**TASKS**
**1)** Rewrite the passage on physician gender and patient communication from "One might argue" up to and including "clear findings emerge.", changing "medical interchange" to "clinical encounter".
**2)** According to the passage on physician gender and patient communication, why could differences in how male and female physicians communicate lead to differences in how patients behave toward them? Answer in one to three sentences.

A meta-analytic review was undertaken of seven observational studies which investigated the relation between physician gender and patient communication in medical visits. In five of the studies the physicians were in general practice, internal medicine, or family practice and were seeing general medical patients, and in two of the studies the physicians were in obstetrics–gynecology and were seeing women for obstetrical or gynecological care. Significant findings revealed that, overall, patients spoke more to female physicians than to male physicians, disclosed more biomedical and psychosocial information, and made more positive statements to female physicians. Patients also were rated as more assertive toward female physicians and tended to interrupt them more. Several results were weaker, or even reversed, in the two obstetrics–gynecology studies. Partnership statements were made significantly more often to female than male physicians in general medical visits but not in obstetrical-gynecological visits.

Introduction

Speculation that physicians’ communication may be a quality of care pathway has grown over the past decade and has enhanced the centrality of communication to research and training efforts [1], [2], [3]. Within the context of gender, disparities in patient referrals for major diagnostic and therapeutic interventions, as well as preventive services, have drawn attention to possible differences in the content of medical recommendations made to male versus female patients [4], [5]. More recently, however, quality of care markers have been broadened from the content of recommendations to the dynamics of the therapeutic relationship. In this regard, debate on whether female physicians provide a more intense therapeutic milieu with their patients than male physicians—one that would allow for more open exchange and collaboration, and ultimately more comprehensive diagnosis and treatment—has gained attention [6], [7], [8]. Much of our own investigation and interest in this area has been devoted to understanding how male and female physicians communicate, especially when with patients of the same or different gender [9], [10], [11].

One might argue that the traditional focus on physician communication fails to appreciate the influence of patients in shaping the doctor-patient relationship. In fact, discussions of gender effects in medical communication have virtually ignored the question of how patients behave toward male versus female physicians. We believe this is an important question, however, because it shifts a largely physician-centric view of communication to one that better appreciates the reciprocal and dynamic elements of both patient and physician in the medical interchange.

In the present article we address how patients behave toward male and female physicians based on the limited amount of published evidence that we were able to locate. In spite of the relatively small database, some clear findings emerge.

There are good reasons to expect that patients may behave differently toward male versus female physicians. First, there is evidence from non-clinical studies that people treat men and women differently in conversation; for example, people gaze and smile more at women than at men, approach women more closely, and self-disclose more to women [12], [13], [14]. Thus, women seem to be a different kind of stimulus than men are in social interaction and this may apply in the clinical situation as well.

Second, to the extent that male and female physicians communicate differently, one would expect reciprocal behavior patterns in patients [15], [16]. Behaviors such as gazing, smiling, posture, a variety of speech behaviors, and the emotional tone of one’s communication are typically reciprocated or matched in social interactions [14], [17], [18], [19]. For example, if your doctor’s voice sounds angry or anxious, yours will tend to sound that way too [17], and if someone smiles at you, you are likely to smile back [13], [20]. The reciprocation of affectively toned verbal and nonverbal behaviors is one of the chief mechanisms underlying the operation of interpersonal expectancy effects (self-fulfilling prophecies) in interpersonal interaction [21], [22]. Therefore, behavioral differences between male and female physicians could produce corresponding gender differences in patients’ behavior directed back at them.

**SOURCE DATA**
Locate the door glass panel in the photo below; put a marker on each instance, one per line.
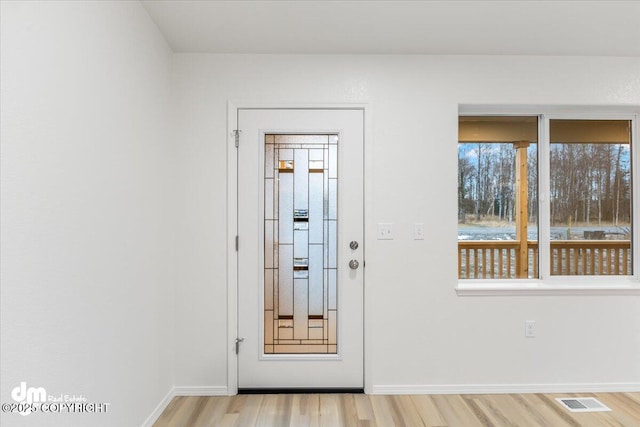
(300, 244)
(590, 193)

**SOLUTIONS PER TASK**
**1)**
One might argue that the traditional focus on physician communication fails to appreciate the influence of patients in shaping the doctor-patient relationship. In fact, discussions of gender effects in medical communication have virtually ignored the question of how patients behave toward male versus female physicians. We believe this is an important question, however, because it shifts a largely physician-centric view of communication to one that better appreciates the reciprocal and dynamic elements of both patient and physician in the clinical encounter.

In the present article we address how patients behave toward male and female physicians based on the limited amount of published evidence that we were able to locate. In spite of the relatively small database, some clear findings emerge.

**2)** Behaviors such as gazing, smiling, posture, speech behaviors, and emotional tone are typically reciprocated or matched in social interactions. Patients would therefore tend to mirror their physicians' behavior. As a result, behavioral differences between male and female physicians could produce corresponding differences in patients' behavior toward them.